課題 A —
本文のバックアップスクリプトの例では、ファイル名に曜日を使った場合、何世代までバックアップが残りますか。

本文 —
^^^^^^^^^^^^^^^^

暗号化については、tar の出力を gpg に通したり、scp や sftp を利用すれば解決できる。2004-03-19 に「ftp + tar + gpgで暗号化ネットワーク・バックアップ」という記事を書いた。 ftp + tar + gpg の利用について解説とサンプルスクリプトがある。

- バックアップで一番大切なこと

バックアップで一番大切なことは、バックアップすることだ。手間がかかるからといってやらないでいる時に限ってトラブルがやってくる。だから、とにかくまず手間がかからなくてシンプルな方法を考えよう。rsync や samba を使ったり、pdumpfs や afio や ArcServe などのバックアップツールを使った方法もある。tar + ftp よりも他の方法を使った方が楽にバックアップシステムを構築できるなら、迷わず楽な方を使った方が良い。とにかくまずバックアップすることが大切だ。

- ftp にコマンドの出力結果をアップロードさせる

冒頭にも書いたが、ftp コマンドには標準入力の内容をアップロードする機能がある。これを利用してバックアップスクリプトを作成する。以下、man ページから引用。

Manpage of FTP
http://www.linux.or.jp/JM/html/netkit/man1/ftp.1.html
ファイル名の変換
ftp の引き数として指定されたファイル名は、以下の規則に従って変更される。

1. ファイル名として `- ' が指定された場合、(読み込みとして) stdin が、(書き出しとして) stdout が使われる。
2. ファイル名の最初の文字が `|' の場合、残りの引き数はシェルコマンドとして解釈される。そして、 ftp は与えられた引き数を popen(3) に渡してシェルを fork し、stdout を読み込み、stdin に書き出す。シェルコマンドがスペースを含む場合、 " ls -lt" のように引き数をクォートしなければならない。この機構の特に役立つ例としては、dir more がある。

- バックアップスクリプトの例

tar から標準出力に出力した内容を ftp が標準入力で受けてアップロードする。ファイル名に曜日を使っているので、7世代までバックアップが残る。ファイル名に日付を使えば、一か月前まで残せる。
#!/bin/sh

# log setting
LOGDIR=/var/log
LOG=$LOGDIR/ftpbackup.log
LOG_TAR=$LOGDIR/ftpbackup_tar.log

echo `date` backup start >>$LOG
echo `date` backup start >>$LOG_TAR

# ftp and tar backup start
ftp -i -v -n 10.3.31.89 << END >>$LOG
user USER_ID PASSWORD
cd /d/backup
bin
put |"tar -C / -zvcf - etc home --exclude=music --exclude=backup 2>>$LOG_TAR" "`hostname`_`date +%a`.tar.gz"
quit
END

echo `date` backup complete >>$LOG_TAR
echo `date` backup complete >>$LOG

- 解説

以下ではコマンドのオプションや使われ方を解説する。細かく書いたので長い。必要なところだけ読んでほしい。

ftp -i -v -n 10.3.31.89 << END >>$LOG
-i オプションはバッチ処理のために、-v はログに詳細を記録するために、-n は .netrc ファイルを使用せずに ftp サーバへのログインに使用するパスワードを指定するためにここで指定している。10.3.31.89 は今回使用した ftp サーバ名。

^^^^^^^^^^^^^^^^

(一部のエントリ)
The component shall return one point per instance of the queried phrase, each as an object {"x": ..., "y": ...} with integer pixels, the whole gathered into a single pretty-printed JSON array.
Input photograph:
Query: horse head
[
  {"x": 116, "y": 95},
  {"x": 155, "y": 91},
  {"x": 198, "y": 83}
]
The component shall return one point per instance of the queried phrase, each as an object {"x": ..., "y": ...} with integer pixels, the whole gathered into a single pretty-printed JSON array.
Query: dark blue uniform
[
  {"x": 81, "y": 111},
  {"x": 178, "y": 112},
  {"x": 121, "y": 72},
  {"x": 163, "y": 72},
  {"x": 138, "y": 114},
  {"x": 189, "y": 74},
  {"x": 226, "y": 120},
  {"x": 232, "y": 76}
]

^^^^^^^^^^^^^^^^

課題 B —
上のエントリの各行を、1行につき1つの文字列として JSON のリストに変換してください。空行は含めないでください。

回答 A —
7世代まで残ります。

回答 B —
[
  "The component shall return one point per instance of the queried phrase, each as an object {\"x\": ..., \"y\": ...} with integer pixels, the whole gathered into a single pretty-printed JSON array.",
  "Input photograph:",
  "Query: horse head",
  "[",
  "  {\"x\": 116, \"y\": 95},",
  "  {\"x\": 155, \"y\": 91},",
  "  {\"x\": 198, \"y\": 83}",
  "]",
  "The component shall return one point per instance of the queried phrase, each as an object {\"x\": ..., \"y\": ...} with integer pixels, the whole gathered into a single pretty-printed JSON array.",
  "Query: dark blue uniform",
  "[",
  "  {\"x\": 81, \"y\": 111},",
  "  {\"x\": 178, \"y\": 112},",
  "  {\"x\": 121, \"y\": 72},",
  "  {\"x\": 163, \"y\": 72},",
  "  {\"x\": 138, \"y\": 114},",
  "  {\"x\": 189, \"y\": 74},",
  "  {\"x\": 226, \"y\": 120},",
  "  {\"x\": 232, \"y\": 76}",
  "]"
]